§ Task brief
Copy each line below that includes "wall".

§ Provided material
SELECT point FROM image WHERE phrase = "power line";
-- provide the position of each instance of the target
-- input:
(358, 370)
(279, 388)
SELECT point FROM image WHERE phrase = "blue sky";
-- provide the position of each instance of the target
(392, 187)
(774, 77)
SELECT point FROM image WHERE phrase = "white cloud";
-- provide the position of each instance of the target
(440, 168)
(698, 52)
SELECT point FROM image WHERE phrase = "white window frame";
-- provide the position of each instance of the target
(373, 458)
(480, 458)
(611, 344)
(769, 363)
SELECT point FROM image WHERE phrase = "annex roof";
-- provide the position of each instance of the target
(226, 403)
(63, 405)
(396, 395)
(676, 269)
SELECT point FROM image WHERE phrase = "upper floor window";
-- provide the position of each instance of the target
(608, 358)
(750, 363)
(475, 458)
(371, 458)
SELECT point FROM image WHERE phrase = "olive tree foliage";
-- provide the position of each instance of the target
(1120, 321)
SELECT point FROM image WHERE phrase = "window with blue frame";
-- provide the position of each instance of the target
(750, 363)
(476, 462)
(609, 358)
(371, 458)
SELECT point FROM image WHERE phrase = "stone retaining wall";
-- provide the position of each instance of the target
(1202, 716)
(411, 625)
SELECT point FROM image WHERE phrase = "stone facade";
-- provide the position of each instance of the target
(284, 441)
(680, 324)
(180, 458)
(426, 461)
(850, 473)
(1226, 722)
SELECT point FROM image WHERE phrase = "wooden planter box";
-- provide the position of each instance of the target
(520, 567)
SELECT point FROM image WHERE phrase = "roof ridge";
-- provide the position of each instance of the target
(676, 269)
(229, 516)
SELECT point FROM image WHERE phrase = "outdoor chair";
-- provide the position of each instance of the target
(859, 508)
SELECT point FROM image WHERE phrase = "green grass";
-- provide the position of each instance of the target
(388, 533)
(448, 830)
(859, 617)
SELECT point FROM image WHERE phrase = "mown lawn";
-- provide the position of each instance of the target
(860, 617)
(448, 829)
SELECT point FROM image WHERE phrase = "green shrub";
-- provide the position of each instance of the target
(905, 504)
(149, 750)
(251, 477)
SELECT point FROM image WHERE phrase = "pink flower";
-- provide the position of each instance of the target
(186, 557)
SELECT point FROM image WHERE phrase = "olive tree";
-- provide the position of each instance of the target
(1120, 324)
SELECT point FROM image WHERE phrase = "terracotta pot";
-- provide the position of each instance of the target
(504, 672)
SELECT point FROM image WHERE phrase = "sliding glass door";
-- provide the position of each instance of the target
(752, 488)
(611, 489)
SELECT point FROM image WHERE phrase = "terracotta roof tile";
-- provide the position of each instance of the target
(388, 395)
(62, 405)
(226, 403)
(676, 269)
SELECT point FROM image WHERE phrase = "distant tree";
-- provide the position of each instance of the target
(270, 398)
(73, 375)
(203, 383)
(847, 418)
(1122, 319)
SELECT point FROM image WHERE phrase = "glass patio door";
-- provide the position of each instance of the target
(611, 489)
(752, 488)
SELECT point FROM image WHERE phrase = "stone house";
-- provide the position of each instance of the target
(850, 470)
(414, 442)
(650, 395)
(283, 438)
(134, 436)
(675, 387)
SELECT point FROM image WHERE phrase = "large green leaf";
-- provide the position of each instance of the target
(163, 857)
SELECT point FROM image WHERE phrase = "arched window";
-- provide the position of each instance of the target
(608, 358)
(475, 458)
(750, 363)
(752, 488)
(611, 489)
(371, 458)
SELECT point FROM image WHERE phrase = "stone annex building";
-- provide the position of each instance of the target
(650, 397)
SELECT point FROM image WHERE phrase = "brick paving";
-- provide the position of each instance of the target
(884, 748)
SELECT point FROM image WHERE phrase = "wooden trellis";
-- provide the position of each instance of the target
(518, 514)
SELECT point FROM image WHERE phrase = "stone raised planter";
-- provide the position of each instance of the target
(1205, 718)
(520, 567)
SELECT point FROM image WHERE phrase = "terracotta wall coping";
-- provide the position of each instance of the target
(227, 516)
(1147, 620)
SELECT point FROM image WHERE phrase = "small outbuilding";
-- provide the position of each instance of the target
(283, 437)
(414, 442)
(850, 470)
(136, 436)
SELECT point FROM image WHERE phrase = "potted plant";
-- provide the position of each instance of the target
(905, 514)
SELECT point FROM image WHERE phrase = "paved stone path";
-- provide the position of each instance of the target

§ Solution for this exercise
SELECT point FROM image WHERE phrase = "stone retaining wall";
SELECT point FROM image WHERE phrase = "terracotta wall coping";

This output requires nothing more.